Your objective
In the records below, find the line with "Target: bicycle tire" and repeat it and every line after it, exactly, without any pictures.

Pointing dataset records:
******

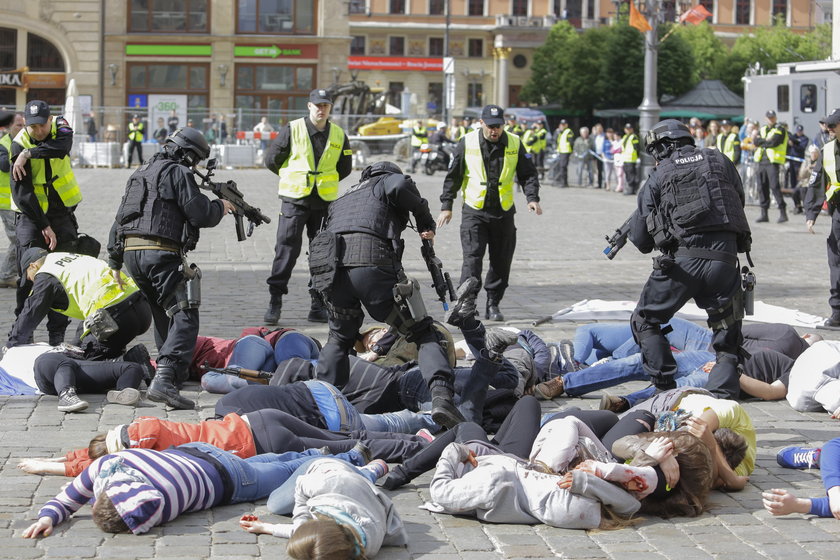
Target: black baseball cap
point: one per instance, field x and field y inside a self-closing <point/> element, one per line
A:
<point x="317" y="96"/>
<point x="493" y="115"/>
<point x="36" y="112"/>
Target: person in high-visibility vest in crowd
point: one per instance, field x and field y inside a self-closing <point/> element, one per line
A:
<point x="630" y="159"/>
<point x="135" y="140"/>
<point x="9" y="265"/>
<point x="770" y="151"/>
<point x="483" y="167"/>
<point x="44" y="194"/>
<point x="824" y="185"/>
<point x="83" y="288"/>
<point x="419" y="136"/>
<point x="728" y="142"/>
<point x="564" y="153"/>
<point x="310" y="155"/>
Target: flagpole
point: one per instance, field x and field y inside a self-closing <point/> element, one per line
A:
<point x="649" y="109"/>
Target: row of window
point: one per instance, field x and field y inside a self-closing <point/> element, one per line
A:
<point x="396" y="46"/>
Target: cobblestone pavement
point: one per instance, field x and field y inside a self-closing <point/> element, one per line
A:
<point x="558" y="262"/>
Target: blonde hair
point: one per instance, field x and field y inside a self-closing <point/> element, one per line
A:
<point x="322" y="539"/>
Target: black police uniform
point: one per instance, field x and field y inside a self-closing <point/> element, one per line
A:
<point x="367" y="222"/>
<point x="309" y="212"/>
<point x="814" y="198"/>
<point x="705" y="221"/>
<point x="156" y="225"/>
<point x="31" y="219"/>
<point x="491" y="228"/>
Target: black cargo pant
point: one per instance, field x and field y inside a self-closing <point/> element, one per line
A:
<point x="156" y="274"/>
<point x="481" y="232"/>
<point x="293" y="219"/>
<point x="372" y="286"/>
<point x="713" y="285"/>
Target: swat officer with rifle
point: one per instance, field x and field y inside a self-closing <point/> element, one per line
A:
<point x="691" y="209"/>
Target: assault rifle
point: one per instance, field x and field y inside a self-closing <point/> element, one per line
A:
<point x="262" y="377"/>
<point x="618" y="239"/>
<point x="241" y="209"/>
<point x="441" y="281"/>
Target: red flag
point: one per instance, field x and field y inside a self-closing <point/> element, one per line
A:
<point x="695" y="15"/>
<point x="637" y="20"/>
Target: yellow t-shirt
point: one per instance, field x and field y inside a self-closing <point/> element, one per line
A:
<point x="730" y="415"/>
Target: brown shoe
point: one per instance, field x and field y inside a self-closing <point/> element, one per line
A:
<point x="547" y="390"/>
<point x="614" y="404"/>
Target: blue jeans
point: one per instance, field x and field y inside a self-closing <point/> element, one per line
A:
<point x="616" y="372"/>
<point x="282" y="500"/>
<point x="256" y="477"/>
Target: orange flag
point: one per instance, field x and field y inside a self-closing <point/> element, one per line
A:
<point x="694" y="15"/>
<point x="637" y="20"/>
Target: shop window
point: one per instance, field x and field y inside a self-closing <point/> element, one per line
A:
<point x="8" y="48"/>
<point x="169" y="16"/>
<point x="42" y="56"/>
<point x="284" y="17"/>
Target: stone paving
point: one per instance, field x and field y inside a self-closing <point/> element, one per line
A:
<point x="558" y="262"/>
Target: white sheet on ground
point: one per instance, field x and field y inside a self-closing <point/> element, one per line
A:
<point x="606" y="310"/>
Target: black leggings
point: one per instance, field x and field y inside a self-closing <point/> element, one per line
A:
<point x="515" y="436"/>
<point x="276" y="431"/>
<point x="55" y="372"/>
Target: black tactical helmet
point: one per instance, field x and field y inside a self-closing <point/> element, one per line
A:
<point x="669" y="131"/>
<point x="192" y="143"/>
<point x="380" y="168"/>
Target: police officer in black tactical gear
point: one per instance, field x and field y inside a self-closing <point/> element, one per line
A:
<point x="692" y="210"/>
<point x="356" y="261"/>
<point x="156" y="225"/>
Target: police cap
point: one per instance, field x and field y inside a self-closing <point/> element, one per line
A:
<point x="192" y="141"/>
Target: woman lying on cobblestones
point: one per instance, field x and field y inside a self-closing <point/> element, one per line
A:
<point x="336" y="513"/>
<point x="262" y="431"/>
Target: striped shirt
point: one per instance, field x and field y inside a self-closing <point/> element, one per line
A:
<point x="175" y="483"/>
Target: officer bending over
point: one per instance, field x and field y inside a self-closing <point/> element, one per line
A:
<point x="156" y="225"/>
<point x="82" y="287"/>
<point x="691" y="209"/>
<point x="356" y="261"/>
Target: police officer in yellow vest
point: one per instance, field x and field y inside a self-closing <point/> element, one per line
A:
<point x="564" y="154"/>
<point x="728" y="142"/>
<point x="83" y="288"/>
<point x="311" y="155"/>
<point x="9" y="266"/>
<point x="630" y="159"/>
<point x="824" y="185"/>
<point x="484" y="166"/>
<point x="135" y="140"/>
<point x="770" y="152"/>
<point x="44" y="193"/>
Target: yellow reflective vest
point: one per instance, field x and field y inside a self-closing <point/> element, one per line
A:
<point x="776" y="154"/>
<point x="299" y="174"/>
<point x="62" y="180"/>
<point x="88" y="283"/>
<point x="830" y="168"/>
<point x="5" y="188"/>
<point x="135" y="132"/>
<point x="474" y="184"/>
<point x="564" y="142"/>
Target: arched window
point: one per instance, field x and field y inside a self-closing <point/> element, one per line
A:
<point x="43" y="56"/>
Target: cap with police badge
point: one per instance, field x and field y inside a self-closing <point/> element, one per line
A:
<point x="317" y="96"/>
<point x="36" y="112"/>
<point x="493" y="115"/>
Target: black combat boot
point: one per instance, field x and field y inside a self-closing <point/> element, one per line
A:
<point x="444" y="411"/>
<point x="272" y="314"/>
<point x="163" y="389"/>
<point x="317" y="311"/>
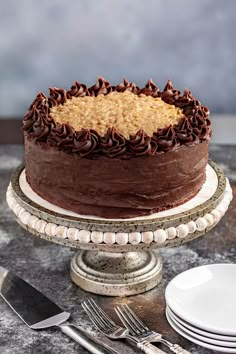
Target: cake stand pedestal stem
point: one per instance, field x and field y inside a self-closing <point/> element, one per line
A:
<point x="116" y="274"/>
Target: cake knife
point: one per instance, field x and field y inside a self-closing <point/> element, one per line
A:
<point x="39" y="312"/>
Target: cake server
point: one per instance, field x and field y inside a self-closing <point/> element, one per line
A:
<point x="38" y="312"/>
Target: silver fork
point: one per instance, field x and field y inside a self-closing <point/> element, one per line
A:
<point x="108" y="327"/>
<point x="137" y="328"/>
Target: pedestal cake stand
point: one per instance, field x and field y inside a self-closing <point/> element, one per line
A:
<point x="117" y="256"/>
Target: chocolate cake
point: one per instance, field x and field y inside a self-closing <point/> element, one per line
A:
<point x="116" y="151"/>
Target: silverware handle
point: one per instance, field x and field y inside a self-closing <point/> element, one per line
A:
<point x="175" y="348"/>
<point x="149" y="348"/>
<point x="93" y="345"/>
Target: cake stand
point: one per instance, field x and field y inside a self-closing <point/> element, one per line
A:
<point x="119" y="257"/>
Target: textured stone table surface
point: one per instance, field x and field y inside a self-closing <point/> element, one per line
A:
<point x="46" y="266"/>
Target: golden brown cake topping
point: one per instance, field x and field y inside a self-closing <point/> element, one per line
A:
<point x="125" y="111"/>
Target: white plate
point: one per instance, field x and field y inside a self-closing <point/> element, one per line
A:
<point x="206" y="297"/>
<point x="197" y="341"/>
<point x="209" y="335"/>
<point x="200" y="337"/>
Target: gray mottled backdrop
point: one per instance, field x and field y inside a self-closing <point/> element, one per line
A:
<point x="52" y="43"/>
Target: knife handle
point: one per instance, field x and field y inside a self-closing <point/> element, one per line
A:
<point x="93" y="345"/>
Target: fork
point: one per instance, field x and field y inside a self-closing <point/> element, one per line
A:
<point x="137" y="328"/>
<point x="111" y="330"/>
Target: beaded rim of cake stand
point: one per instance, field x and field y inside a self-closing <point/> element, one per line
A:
<point x="105" y="225"/>
<point x="81" y="237"/>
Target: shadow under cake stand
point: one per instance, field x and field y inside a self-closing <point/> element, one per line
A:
<point x="119" y="257"/>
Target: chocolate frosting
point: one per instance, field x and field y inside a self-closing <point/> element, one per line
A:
<point x="113" y="187"/>
<point x="195" y="127"/>
<point x="141" y="144"/>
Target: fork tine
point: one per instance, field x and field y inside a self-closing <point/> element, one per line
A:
<point x="132" y="323"/>
<point x="95" y="313"/>
<point x="124" y="320"/>
<point x="93" y="318"/>
<point x="136" y="318"/>
<point x="104" y="317"/>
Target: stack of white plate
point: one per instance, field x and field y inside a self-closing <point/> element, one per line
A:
<point x="201" y="306"/>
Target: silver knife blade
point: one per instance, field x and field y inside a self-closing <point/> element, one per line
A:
<point x="39" y="312"/>
<point x="34" y="308"/>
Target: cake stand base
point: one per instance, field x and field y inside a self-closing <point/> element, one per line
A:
<point x="117" y="256"/>
<point x="116" y="274"/>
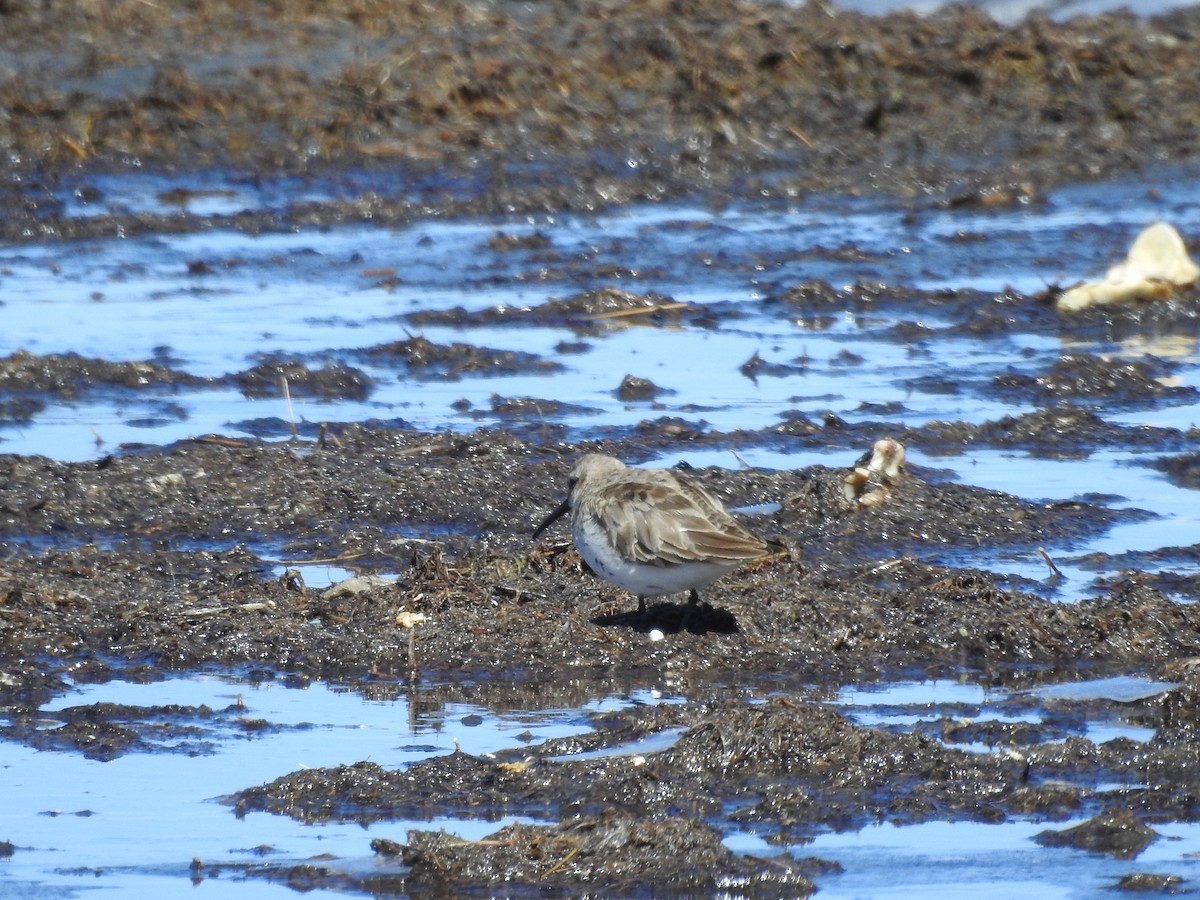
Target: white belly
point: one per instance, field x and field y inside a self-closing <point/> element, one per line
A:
<point x="641" y="579"/>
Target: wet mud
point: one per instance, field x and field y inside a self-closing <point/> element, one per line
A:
<point x="159" y="559"/>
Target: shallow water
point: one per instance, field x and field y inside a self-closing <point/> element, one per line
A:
<point x="305" y="293"/>
<point x="133" y="825"/>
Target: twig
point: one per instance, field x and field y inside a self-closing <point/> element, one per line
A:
<point x="1054" y="569"/>
<point x="287" y="397"/>
<point x="639" y="311"/>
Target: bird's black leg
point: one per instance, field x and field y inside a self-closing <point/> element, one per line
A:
<point x="693" y="603"/>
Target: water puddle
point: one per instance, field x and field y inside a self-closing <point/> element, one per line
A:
<point x="135" y="823"/>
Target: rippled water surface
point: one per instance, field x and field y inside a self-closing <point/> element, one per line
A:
<point x="131" y="827"/>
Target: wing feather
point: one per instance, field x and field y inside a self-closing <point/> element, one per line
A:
<point x="672" y="521"/>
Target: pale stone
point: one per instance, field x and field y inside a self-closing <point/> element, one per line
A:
<point x="1157" y="265"/>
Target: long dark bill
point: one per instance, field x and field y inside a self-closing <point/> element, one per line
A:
<point x="559" y="511"/>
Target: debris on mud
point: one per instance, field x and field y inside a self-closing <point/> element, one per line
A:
<point x="1119" y="833"/>
<point x="333" y="381"/>
<point x="425" y="359"/>
<point x="1157" y="265"/>
<point x="592" y="312"/>
<point x="1117" y="382"/>
<point x="1149" y="882"/>
<point x="69" y="375"/>
<point x="628" y="855"/>
<point x="634" y="389"/>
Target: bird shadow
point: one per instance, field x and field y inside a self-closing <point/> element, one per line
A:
<point x="672" y="618"/>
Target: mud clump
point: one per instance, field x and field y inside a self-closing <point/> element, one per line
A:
<point x="634" y="389"/>
<point x="1087" y="377"/>
<point x="592" y="312"/>
<point x="624" y="853"/>
<point x="1119" y="833"/>
<point x="430" y="360"/>
<point x="333" y="381"/>
<point x="70" y="375"/>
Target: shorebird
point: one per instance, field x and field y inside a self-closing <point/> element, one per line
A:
<point x="652" y="532"/>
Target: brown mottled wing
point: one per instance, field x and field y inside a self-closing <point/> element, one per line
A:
<point x="673" y="521"/>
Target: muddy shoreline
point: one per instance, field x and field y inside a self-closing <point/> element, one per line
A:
<point x="419" y="108"/>
<point x="151" y="561"/>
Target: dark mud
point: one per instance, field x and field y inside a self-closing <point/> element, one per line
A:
<point x="484" y="107"/>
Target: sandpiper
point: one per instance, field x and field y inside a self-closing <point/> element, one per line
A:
<point x="652" y="532"/>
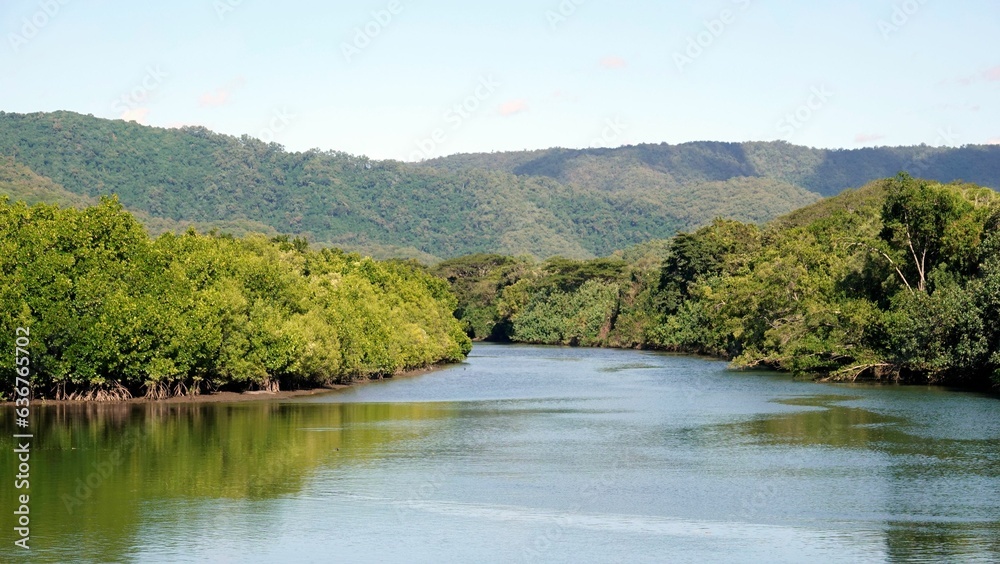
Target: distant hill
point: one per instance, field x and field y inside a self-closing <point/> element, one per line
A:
<point x="577" y="204"/>
<point x="671" y="168"/>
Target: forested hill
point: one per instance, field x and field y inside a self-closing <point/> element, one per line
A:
<point x="577" y="204"/>
<point x="668" y="169"/>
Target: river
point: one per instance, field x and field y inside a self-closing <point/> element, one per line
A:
<point x="524" y="454"/>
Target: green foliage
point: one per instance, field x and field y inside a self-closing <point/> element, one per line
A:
<point x="897" y="280"/>
<point x="113" y="313"/>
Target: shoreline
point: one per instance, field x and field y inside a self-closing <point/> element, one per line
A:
<point x="240" y="397"/>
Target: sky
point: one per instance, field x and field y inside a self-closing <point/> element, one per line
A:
<point x="410" y="80"/>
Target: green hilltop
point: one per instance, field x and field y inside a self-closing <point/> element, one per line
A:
<point x="574" y="203"/>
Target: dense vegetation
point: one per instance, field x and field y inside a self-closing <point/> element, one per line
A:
<point x="683" y="171"/>
<point x="113" y="314"/>
<point x="899" y="280"/>
<point x="577" y="204"/>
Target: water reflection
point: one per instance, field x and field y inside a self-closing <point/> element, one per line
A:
<point x="930" y="515"/>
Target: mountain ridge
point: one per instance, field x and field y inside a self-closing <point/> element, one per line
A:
<point x="578" y="203"/>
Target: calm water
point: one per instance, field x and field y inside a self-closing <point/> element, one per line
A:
<point x="524" y="454"/>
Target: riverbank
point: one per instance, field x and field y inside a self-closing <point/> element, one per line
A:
<point x="239" y="397"/>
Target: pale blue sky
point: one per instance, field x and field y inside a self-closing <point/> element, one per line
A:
<point x="531" y="74"/>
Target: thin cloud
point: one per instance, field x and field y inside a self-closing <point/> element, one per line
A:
<point x="137" y="115"/>
<point x="513" y="107"/>
<point x="862" y="138"/>
<point x="613" y="63"/>
<point x="221" y="96"/>
<point x="214" y="99"/>
<point x="991" y="74"/>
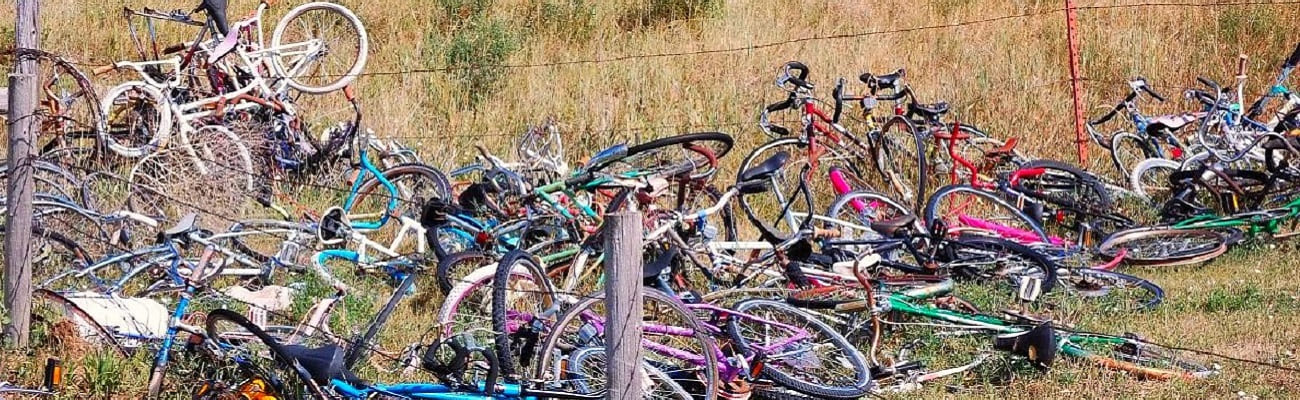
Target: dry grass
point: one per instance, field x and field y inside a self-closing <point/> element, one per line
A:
<point x="1001" y="75"/>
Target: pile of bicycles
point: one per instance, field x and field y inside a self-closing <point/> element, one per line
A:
<point x="839" y="261"/>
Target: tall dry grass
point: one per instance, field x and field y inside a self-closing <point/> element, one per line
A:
<point x="1004" y="75"/>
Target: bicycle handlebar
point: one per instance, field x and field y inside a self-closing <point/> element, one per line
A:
<point x="839" y="101"/>
<point x="801" y="81"/>
<point x="1294" y="60"/>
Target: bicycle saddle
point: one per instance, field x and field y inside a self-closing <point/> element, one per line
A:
<point x="889" y="227"/>
<point x="1038" y="344"/>
<point x="1006" y="148"/>
<point x="1170" y="122"/>
<point x="187" y="225"/>
<point x="216" y="11"/>
<point x="887" y="81"/>
<point x="762" y="172"/>
<point x="323" y="362"/>
<point x="928" y="111"/>
<point x="1274" y="143"/>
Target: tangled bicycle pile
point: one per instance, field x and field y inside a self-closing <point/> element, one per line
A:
<point x="865" y="231"/>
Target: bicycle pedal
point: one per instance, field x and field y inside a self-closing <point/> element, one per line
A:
<point x="1030" y="288"/>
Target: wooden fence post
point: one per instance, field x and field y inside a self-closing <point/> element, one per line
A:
<point x="1071" y="25"/>
<point x="623" y="304"/>
<point x="22" y="130"/>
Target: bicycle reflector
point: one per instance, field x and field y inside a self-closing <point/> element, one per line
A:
<point x="53" y="373"/>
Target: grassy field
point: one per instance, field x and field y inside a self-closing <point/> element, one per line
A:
<point x="1005" y="75"/>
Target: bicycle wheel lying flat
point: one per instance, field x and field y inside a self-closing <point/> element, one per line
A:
<point x="583" y="326"/>
<point x="1116" y="291"/>
<point x="822" y="364"/>
<point x="316" y="62"/>
<point x="1164" y="247"/>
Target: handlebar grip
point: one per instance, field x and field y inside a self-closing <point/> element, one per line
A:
<point x="1106" y="117"/>
<point x="350" y="92"/>
<point x="801" y="81"/>
<point x="798" y="66"/>
<point x="818" y="233"/>
<point x="781" y="105"/>
<point x="1209" y="83"/>
<point x="1295" y="57"/>
<point x="839" y="101"/>
<point x="1153" y="94"/>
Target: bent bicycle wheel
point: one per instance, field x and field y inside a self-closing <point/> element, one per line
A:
<point x="1110" y="290"/>
<point x="822" y="364"/>
<point x="319" y="47"/>
<point x="671" y="333"/>
<point x="1164" y="247"/>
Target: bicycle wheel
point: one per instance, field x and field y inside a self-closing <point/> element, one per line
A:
<point x="780" y="208"/>
<point x="862" y="208"/>
<point x="69" y="109"/>
<point x="1164" y="247"/>
<point x="1138" y="357"/>
<point x="1127" y="151"/>
<point x="988" y="257"/>
<point x="822" y="364"/>
<point x="1149" y="179"/>
<point x="415" y="183"/>
<point x="1080" y="198"/>
<point x="900" y="162"/>
<point x="694" y="151"/>
<point x="583" y="326"/>
<point x="137" y="120"/>
<point x="276" y="243"/>
<point x="963" y="207"/>
<point x="454" y="268"/>
<point x="261" y="357"/>
<point x="163" y="185"/>
<point x="320" y="47"/>
<point x="1114" y="291"/>
<point x="222" y="159"/>
<point x="588" y="375"/>
<point x="523" y="312"/>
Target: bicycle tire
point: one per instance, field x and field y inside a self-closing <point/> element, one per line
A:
<point x="157" y="135"/>
<point x="1099" y="283"/>
<point x="1142" y="183"/>
<point x="1010" y="216"/>
<point x="277" y="352"/>
<point x="1086" y="179"/>
<point x="61" y="130"/>
<point x="884" y="151"/>
<point x="706" y="382"/>
<point x="408" y="201"/>
<point x="341" y="78"/>
<point x="282" y="231"/>
<point x="499" y="308"/>
<point x="360" y="346"/>
<point x="658" y="378"/>
<point x="1212" y="246"/>
<point x="719" y="143"/>
<point x="796" y="377"/>
<point x="1126" y="142"/>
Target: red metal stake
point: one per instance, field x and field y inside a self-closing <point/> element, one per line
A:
<point x="1071" y="25"/>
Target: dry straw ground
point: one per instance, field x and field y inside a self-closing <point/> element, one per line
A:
<point x="1004" y="75"/>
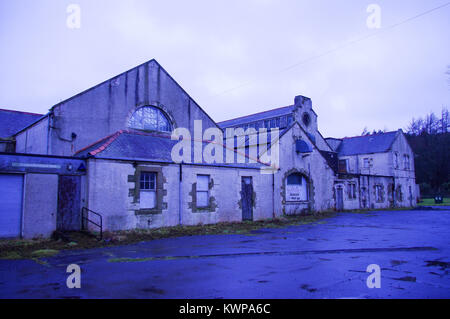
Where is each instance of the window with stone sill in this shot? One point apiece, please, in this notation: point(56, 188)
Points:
point(296, 188)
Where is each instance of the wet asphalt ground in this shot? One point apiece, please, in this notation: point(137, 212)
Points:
point(327, 259)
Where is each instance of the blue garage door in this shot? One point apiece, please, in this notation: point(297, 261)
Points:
point(10, 205)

******

Finished answer
Target: bicycle tire
point: one per instance, field x and field y inside a self-closing <point/> element, one per line
A:
<point x="157" y="135"/>
<point x="1099" y="283"/>
<point x="1142" y="183"/>
<point x="1010" y="216"/>
<point x="277" y="352"/>
<point x="1086" y="179"/>
<point x="61" y="130"/>
<point x="884" y="151"/>
<point x="706" y="382"/>
<point x="408" y="201"/>
<point x="341" y="78"/>
<point x="282" y="231"/>
<point x="499" y="308"/>
<point x="360" y="346"/>
<point x="658" y="378"/>
<point x="1212" y="246"/>
<point x="719" y="143"/>
<point x="796" y="377"/>
<point x="1126" y="142"/>
Target: red metal stake
point: one per instance, field x and field y inside a self-closing <point/> element, one per line
A:
<point x="1071" y="25"/>
Target: dry straw ground
point: one per instance, field x and field y inside a self-closing <point/> element, one per line
A:
<point x="1004" y="75"/>
Where is each instance of the window with stone sill in this shot? One point apiece, please, in this notation: point(56, 188)
Points:
point(296, 188)
Where is each instance of the wet asphalt ground in this shot? One point apiece, please, in this notation: point(137, 212)
Points:
point(327, 259)
Where is each instance of the blue garage door in this shot? One point apiece, please, in this notation: point(297, 261)
Points:
point(10, 205)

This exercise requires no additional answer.